*作業の目的:*
以下の項目から、「leaf」という語を含む行をすべて抜き出せ。

*与えられた情報:*

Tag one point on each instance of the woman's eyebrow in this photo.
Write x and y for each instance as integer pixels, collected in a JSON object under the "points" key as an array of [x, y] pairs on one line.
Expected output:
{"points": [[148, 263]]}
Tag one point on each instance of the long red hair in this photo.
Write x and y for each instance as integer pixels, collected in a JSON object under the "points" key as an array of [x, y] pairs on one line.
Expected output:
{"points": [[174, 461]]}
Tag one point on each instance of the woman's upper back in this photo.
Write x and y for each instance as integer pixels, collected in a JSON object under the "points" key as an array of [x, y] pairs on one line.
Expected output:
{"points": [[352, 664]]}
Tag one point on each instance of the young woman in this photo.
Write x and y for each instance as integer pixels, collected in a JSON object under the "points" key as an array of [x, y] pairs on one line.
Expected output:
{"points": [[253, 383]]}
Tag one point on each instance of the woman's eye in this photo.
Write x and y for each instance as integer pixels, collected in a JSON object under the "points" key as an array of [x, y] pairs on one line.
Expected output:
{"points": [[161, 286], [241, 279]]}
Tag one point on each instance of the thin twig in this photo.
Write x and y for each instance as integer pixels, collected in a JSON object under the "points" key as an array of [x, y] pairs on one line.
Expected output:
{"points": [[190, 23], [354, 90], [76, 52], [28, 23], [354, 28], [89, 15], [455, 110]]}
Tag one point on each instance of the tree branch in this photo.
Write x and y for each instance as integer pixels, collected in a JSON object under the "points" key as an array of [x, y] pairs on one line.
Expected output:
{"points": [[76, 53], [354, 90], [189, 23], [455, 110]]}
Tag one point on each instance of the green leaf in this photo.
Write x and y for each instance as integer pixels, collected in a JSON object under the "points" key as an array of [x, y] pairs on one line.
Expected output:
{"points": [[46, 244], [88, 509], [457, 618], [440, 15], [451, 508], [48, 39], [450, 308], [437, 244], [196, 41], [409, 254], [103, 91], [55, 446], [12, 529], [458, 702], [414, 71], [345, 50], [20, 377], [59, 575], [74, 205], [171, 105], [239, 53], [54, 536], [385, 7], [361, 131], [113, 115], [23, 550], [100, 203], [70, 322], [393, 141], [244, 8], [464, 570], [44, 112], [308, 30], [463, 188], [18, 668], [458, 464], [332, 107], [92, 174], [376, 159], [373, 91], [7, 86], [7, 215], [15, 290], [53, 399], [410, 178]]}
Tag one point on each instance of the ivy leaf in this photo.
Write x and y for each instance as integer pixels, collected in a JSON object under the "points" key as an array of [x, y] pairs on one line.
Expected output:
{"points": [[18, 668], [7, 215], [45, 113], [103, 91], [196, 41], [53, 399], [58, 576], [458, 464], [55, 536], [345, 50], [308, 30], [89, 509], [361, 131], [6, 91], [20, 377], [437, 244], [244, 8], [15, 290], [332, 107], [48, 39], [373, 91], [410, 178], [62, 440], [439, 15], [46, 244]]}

...

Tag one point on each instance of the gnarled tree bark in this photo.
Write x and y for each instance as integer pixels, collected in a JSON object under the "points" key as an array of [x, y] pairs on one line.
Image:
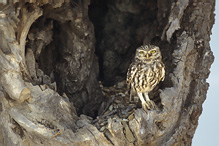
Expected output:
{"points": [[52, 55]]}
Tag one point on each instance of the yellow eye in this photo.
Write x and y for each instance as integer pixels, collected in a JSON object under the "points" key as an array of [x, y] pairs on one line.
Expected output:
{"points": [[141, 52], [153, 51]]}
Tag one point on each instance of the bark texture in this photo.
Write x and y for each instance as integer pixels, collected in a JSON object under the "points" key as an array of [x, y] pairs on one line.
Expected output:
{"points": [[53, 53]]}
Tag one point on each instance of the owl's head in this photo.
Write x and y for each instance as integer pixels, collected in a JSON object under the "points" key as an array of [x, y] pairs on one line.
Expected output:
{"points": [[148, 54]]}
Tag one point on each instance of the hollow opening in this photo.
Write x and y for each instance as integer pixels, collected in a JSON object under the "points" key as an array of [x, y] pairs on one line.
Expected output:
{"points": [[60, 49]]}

*作業結果:*
Tag one point on each instance of the green leaf in this photo.
Tag one point on each instance of the ivy leaf in this photo.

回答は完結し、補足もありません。